## Text excerpt
-- START --
Posts Tagged ‘personal’

Exactly one year ago, my life changed. While trying to drive home drunk from a local show that I performed at, I crashed my vehicle head on into a tree, totaling it. If not for the airbag, I most likely would have been killed, and it was pure luck that nobody else was on the road around me at the time. This single event, the result of my own stupidity and poor decisions, has made a large impact on my life. The obvious effects are all of the time and money wasted due to the legal repercussions, but really that is just the tip of the iceberg.

Part of the consequences of my actions included a falling out with my creative partner and friend of 18 years. This, in turn, resulted in my departure from Triple Vision, a group that I co-founded and a name I have been representing for a decade and a half. Between all of this and a sudden forced sobriety, I was kind of lost. It felt like a big chunk of myself was torn from me. And getting fed through the system didn’t help matters at all. My heart was full of sorrow and my mind was clouded with anger.

I could have let all of this negativity devour me, as I knew it wanted to, as I might have done in the past. But I didn’t. Instead, I used it as a learning experience. And with the help of a few loving, supportive people, I transformed that energy into positivity and rode the wave of momentum. I booked a summer of shows, rocked them all and collected lots of clothes and food that was donated to those in need. I got my defaulted student loan paid off and went back to school. I finished my drug and alcohol counseling without a hitch and even learned some things in the process. Slowly but surely, I made progress on music for three different projects. I even scored my first (and second!) television appearance. Plus, I got back into my writing, which I’ve been wanting to do for years. And all of this while maintaining a great relationship with my awesome girlfriend, which is an amazing achievement in and of itself, considering I was single for 9 years prior. Oh yeah, and I remained completely clean and sober throughout it all, which I still am.
-- END --
## Requirement 1
Answer these questions about the post.
(a) What object did the writer's vehicle hit in the crash?
(b) For how many years had the writer been friends with the creative partner?
(c) For how many years was the writer single before the current relationship?
## Requirement 2
Rewrite the part of the post that begins at the words "Exactly one year" and stops after "of the iceberg.", putting "utility pole" in place of "tree".

## Data section
-- START --
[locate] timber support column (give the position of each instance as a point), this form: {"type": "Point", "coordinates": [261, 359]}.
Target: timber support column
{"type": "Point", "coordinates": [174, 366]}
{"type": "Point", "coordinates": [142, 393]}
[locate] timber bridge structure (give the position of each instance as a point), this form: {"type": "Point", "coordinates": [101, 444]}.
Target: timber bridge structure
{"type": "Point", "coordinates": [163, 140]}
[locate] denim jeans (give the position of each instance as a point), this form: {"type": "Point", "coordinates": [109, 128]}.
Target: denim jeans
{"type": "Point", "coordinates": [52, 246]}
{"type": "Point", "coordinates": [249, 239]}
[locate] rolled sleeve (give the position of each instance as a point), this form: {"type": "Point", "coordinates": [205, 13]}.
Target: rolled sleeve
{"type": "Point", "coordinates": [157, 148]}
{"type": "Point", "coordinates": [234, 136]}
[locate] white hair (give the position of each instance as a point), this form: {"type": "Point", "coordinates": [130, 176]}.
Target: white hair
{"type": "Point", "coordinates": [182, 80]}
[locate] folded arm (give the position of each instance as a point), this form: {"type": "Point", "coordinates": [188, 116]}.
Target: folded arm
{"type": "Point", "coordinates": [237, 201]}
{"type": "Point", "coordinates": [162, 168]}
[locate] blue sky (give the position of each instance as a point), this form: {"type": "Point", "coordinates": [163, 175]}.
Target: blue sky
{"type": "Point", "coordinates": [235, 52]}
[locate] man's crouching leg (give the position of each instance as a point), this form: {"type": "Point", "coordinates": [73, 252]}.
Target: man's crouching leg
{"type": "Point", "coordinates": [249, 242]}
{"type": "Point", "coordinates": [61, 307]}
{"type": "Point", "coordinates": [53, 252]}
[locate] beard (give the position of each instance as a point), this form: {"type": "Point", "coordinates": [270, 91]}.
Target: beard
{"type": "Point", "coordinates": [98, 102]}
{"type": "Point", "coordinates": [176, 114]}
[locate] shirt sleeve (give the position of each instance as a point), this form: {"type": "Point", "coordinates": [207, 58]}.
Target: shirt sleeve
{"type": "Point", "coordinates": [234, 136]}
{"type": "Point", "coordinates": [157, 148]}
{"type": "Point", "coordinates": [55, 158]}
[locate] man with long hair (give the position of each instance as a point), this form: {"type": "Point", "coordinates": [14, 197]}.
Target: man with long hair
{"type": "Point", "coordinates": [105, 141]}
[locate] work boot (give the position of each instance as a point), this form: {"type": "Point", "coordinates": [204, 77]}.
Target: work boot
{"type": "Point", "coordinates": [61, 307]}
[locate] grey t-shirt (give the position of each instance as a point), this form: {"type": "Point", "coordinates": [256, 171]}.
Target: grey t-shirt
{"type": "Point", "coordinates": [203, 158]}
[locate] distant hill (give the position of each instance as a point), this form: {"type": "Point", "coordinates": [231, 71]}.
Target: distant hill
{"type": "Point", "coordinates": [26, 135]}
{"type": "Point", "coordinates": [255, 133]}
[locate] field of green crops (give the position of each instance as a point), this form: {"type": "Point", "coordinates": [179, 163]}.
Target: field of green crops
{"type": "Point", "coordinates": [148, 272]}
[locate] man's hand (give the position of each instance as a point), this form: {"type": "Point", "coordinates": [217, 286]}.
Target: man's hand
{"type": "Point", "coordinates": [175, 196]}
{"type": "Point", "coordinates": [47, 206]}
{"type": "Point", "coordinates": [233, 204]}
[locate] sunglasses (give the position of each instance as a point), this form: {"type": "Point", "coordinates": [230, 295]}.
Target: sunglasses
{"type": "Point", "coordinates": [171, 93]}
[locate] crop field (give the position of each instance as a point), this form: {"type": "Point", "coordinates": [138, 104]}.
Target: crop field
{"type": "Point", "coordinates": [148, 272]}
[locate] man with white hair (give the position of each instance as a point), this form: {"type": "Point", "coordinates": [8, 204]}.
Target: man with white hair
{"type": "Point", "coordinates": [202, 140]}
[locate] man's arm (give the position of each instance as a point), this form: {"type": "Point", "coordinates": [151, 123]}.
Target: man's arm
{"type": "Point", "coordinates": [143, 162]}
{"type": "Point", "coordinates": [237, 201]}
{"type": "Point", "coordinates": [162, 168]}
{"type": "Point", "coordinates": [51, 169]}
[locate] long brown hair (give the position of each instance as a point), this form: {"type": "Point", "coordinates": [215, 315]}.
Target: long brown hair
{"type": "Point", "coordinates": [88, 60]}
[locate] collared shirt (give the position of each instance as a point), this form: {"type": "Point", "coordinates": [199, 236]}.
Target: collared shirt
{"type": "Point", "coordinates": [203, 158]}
-- END --
## Task response 1
(a) A tree.
(b) 18 years.
(c) 9 years.

## Task response 2
Exactly one year ago, my life changed. While trying to drive home drunk from a local show that I performed at, I crashed my vehicle head on into a utility pole, totaling it. If not for the airbag, I most likely would have been killed, and it was pure luck that nobody else was on the road around me at the time. This single event, the result of my own stupidity and poor decisions, has made a large impact on my life. The obvious effects are all of the time and money wasted due to the legal repercussions, but really that is just the tip of the iceberg.